━━ 抽出テキスト ━━

公立藤岡総合病院医学部医学科を目指す高校生の職場体験セミナー

 今年も、将来医学部への進学に意欲を持っている高校生を対象としたセミナーを開催しました。10名参加した生徒さんが、なぜ医師を目指したいのかについて一言ずつ話してくださいました。共通して「人のためになるやりがいがある仕事をしたい」「家族のだれかが病気をして医療に興味をもった」などが多い言葉でした。 実に順当な答えで何ら異論を差しはさむ余地はありません。高校生の段階から、他人の健康のために努力し貢献したいとすでに決意をしている、少なくともその方向へ関心をもっていることに敬意を表したいと思います。しかし一方で、こうした回答は入学試験の面接用に用意された定型文のような響きがあり、どこか信憑性が薄く感じられるのも事実です。心の底から、この学問、この職業を生涯の進路として選びたいと考えていれば立派ですが、そこまでの覚悟をしている人はどれだけいるのでしょうか。世間に棲息していくための一つの衣装として医療者を選んだと正直に言っていただく方がまだ説得力があるかもしれません。高校生にそこまでの思い切りや割り切りを求めるのは本来無理かもしれません。むしろ、この時期はもっと自己中心的で、盲目的で、試行錯誤をしながら、自分の特性や資質に最も適したものを選ぶ過程にあってもよいのではないかと、あるいはそれが自然なあり方なのではないかと思います。急いで医者と決めない方が良いのではないですか、本当に面白い学問であり、魅力的な職業だと思いますかと意地悪な質問をしてみたくもなります。
 わが身の高校生時代を顧みると、勉学に励むことは好きでしたが、何に向かって頑張っているのか、将来の職業像もまったく思い描けませんでした。同級生に医学部を志望するものは多くいましたが、この自分が他人の肉体の不調や心の闇に分け入ることを生業とすることは、まったく想像できないことでした。その上、自分の進路はまだ決まらないけれども、大勢がこぞって目指す医学部は人から勧められても選ぶまいとすら思ったものです。単に奥手の天邪鬼にすぎなかったのかもしれません。長い回り道をして現在のところ医師をしているので、何故こうなったのかと問われれば、私自身も「多少は人のためになっているのがやりがいです」と答えることになり、時間を要した割にはこれもまた陳腐な定型文です。そもそもすべての職業は(反社会的なものでない限り)必ず誰かのためになっているはずですからこれでは何故に対する明確な答えになっていませんね。

━━━
━━ 入力データ ━━

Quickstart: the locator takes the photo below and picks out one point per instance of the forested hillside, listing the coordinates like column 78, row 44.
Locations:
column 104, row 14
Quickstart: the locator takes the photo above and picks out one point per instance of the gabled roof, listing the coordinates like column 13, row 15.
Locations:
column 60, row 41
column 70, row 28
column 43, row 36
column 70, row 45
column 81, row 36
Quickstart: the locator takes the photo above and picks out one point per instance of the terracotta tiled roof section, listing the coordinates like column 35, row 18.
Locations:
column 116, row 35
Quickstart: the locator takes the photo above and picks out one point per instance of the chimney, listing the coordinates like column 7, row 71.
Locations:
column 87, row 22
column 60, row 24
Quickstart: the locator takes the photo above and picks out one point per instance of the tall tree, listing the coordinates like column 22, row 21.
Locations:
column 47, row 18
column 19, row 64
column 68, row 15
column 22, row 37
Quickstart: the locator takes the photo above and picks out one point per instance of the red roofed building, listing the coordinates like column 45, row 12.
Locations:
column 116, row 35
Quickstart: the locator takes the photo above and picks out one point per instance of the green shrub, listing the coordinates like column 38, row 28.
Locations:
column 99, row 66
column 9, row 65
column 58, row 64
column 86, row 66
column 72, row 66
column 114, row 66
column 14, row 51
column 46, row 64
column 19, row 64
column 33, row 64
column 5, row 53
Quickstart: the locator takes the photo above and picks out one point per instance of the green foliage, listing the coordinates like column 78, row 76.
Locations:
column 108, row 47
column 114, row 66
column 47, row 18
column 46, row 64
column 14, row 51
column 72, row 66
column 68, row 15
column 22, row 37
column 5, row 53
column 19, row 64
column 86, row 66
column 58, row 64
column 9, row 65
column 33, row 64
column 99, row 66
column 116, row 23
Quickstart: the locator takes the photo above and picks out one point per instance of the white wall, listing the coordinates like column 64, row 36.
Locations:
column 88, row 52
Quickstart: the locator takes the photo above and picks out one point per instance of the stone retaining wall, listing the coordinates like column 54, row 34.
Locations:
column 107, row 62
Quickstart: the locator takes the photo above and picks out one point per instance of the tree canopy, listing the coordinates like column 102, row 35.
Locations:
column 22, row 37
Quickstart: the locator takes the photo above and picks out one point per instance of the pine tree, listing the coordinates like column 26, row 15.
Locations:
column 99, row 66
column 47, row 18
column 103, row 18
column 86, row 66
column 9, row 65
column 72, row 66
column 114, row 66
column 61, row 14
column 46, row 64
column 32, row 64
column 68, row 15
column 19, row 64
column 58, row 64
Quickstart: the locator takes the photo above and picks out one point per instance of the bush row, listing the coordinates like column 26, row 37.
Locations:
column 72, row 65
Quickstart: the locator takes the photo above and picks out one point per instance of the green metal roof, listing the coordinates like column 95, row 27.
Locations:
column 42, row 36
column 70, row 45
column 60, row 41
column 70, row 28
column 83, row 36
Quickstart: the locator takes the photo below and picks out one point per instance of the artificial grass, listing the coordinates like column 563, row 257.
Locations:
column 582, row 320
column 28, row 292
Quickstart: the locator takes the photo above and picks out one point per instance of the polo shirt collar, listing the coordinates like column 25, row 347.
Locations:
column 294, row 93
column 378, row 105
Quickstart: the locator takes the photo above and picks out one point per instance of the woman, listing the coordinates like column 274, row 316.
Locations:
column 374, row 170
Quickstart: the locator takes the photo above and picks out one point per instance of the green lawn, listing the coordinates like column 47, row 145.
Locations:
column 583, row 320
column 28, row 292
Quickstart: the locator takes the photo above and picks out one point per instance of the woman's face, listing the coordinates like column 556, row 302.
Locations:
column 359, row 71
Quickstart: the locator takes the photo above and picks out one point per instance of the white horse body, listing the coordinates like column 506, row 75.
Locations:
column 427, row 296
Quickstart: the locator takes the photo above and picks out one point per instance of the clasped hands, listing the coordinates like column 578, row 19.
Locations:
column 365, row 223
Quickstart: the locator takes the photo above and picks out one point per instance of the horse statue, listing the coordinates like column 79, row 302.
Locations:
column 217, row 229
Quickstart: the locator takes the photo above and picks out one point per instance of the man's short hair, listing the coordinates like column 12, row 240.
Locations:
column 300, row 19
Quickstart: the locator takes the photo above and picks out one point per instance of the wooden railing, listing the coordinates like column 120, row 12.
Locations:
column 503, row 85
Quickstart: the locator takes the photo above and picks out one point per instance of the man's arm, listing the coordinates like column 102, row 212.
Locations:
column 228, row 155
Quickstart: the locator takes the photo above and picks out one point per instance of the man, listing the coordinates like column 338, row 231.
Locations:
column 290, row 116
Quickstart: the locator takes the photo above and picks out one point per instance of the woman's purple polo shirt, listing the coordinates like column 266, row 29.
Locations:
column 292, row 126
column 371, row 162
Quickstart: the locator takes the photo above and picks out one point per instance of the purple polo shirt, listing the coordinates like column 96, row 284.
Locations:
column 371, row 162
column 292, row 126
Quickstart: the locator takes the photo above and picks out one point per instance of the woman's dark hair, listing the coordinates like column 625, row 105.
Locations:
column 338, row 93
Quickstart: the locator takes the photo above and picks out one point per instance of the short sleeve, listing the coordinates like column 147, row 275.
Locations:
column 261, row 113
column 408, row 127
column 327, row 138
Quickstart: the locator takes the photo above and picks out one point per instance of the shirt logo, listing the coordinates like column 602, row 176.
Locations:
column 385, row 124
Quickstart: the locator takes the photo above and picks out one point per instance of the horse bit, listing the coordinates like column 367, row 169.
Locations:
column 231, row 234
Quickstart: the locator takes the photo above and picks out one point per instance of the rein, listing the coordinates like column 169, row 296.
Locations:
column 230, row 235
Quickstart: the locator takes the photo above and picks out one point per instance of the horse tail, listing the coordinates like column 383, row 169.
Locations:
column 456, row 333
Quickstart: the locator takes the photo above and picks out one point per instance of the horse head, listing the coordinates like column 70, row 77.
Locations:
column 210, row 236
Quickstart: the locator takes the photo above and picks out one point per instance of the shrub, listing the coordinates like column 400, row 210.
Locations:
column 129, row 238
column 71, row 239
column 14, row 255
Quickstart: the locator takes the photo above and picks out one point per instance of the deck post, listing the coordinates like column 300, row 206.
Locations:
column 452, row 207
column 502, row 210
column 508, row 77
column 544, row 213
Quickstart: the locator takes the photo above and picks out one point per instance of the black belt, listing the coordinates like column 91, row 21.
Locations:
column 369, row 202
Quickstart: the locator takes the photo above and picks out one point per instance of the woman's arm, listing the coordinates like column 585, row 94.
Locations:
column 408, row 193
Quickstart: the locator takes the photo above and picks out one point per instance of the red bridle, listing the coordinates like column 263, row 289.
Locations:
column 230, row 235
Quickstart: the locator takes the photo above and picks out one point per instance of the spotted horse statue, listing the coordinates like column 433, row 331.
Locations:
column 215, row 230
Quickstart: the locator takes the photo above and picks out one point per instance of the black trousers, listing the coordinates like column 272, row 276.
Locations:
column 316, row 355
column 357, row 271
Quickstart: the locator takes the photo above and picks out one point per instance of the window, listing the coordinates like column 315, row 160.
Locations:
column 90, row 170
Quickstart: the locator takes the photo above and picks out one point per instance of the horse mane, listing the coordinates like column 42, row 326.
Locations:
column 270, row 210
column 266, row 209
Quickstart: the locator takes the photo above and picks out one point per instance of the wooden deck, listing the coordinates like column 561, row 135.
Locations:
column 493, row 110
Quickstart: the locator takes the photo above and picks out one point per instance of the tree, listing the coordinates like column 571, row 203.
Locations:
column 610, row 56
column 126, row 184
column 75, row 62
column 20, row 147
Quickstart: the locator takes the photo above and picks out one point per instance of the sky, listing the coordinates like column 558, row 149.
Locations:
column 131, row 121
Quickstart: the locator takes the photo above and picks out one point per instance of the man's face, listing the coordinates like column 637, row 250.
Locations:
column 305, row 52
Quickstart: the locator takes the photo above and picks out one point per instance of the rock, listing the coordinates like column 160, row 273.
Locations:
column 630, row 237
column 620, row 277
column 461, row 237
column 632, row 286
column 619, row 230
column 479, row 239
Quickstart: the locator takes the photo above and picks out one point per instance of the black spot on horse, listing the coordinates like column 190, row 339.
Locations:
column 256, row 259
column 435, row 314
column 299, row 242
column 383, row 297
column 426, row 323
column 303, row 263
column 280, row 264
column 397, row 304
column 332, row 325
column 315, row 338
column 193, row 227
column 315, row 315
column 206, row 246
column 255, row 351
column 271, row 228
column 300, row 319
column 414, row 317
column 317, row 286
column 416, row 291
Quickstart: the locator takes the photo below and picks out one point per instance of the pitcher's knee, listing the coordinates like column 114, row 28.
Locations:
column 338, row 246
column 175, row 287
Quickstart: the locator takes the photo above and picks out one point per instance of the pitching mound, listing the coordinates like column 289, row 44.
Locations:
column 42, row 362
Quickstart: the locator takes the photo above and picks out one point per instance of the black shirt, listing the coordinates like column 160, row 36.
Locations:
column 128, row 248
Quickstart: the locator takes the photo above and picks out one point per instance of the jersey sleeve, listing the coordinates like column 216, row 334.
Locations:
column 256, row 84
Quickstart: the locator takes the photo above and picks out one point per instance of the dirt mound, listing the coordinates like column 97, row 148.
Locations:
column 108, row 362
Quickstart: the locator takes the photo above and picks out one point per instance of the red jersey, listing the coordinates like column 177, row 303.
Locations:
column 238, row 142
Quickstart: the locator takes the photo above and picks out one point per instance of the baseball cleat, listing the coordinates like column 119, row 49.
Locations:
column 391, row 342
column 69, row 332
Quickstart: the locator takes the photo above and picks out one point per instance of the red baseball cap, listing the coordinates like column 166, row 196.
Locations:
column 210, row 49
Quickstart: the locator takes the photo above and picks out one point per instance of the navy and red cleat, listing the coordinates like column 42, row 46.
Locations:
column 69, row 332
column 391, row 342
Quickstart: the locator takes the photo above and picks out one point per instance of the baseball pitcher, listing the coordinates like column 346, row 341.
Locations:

━━━

課題の内容 -
医学部を目指す高校生のセミナーについての文章を、最後の一文の後から引き取って書き進めよ。 項目は参照しなくてよい。

課題の結果 -
 憚りながら我々が銘記したいことはおよそ以下の通りです。医学や医療の進歩は止むことがないため、謙虚に学ぼうとすれば、この世界の奥深さは果てしなく、目標の遠さに茫然とするかもしれません。しかし、人類の英知の結晶を学び、あるいは創造に参加して、技を磨き、病気に苦しむ人にその成果を届けられる歓びは大きいと思います。一方で、人間の命が有限であることは、どんなに科学や医学が進歩しても動かしがたい事実です。医療は、避けられない命の終焉を前にしてなお物語を紡ぎ続ける人々に接する場面の連続です。逝きつつある人々の哀しみや諦めに静かに寄り添うことができなければ、私たちの仕事は、傲慢で、独善的なお節介に陥る危険が常にあることを忘れてはなりません。これから医師を志望する人は、学問と人生と社会を深く知り、時間をかけて幾重にも鍛えた鋼のように、鋭利なだけでなく、粘りとしなやかさと丈夫さを備えた医師をめざして心身の鍛錬を行ってほしいと思います。